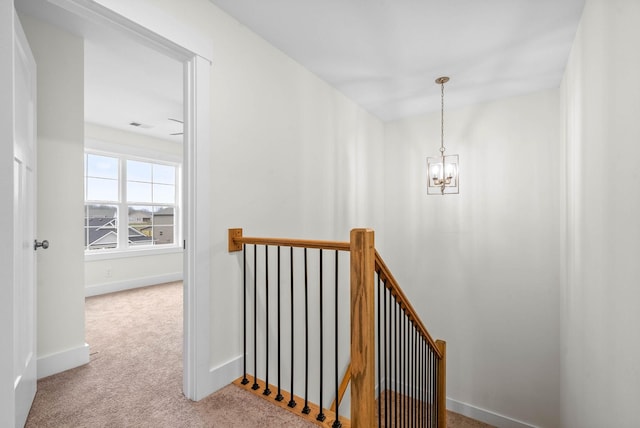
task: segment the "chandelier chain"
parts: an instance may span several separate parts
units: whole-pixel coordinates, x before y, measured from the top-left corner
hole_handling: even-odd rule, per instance
[[[440,153],[444,155],[444,82],[440,83]]]

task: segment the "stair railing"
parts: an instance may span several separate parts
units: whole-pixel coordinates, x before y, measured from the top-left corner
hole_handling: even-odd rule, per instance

------------------------

Prompt:
Copy out every line above in full, and shift the answers by adding 129 to each coordinate number. Leave the pictures out.

Correct output:
task: segment the "chandelier chain"
parts: an instance may span several separate parts
units: whole-pixel coordinates, x before y, measured from the top-left corner
hole_handling: even-odd rule, per instance
[[[569,282],[573,284],[573,211],[569,212]]]

task: segment the "stair railing"
parts: an instance may span several separate parts
units: whole-pixel coordinates, x before y, measured from the top-left corner
hole_handling: even-odd rule, per instance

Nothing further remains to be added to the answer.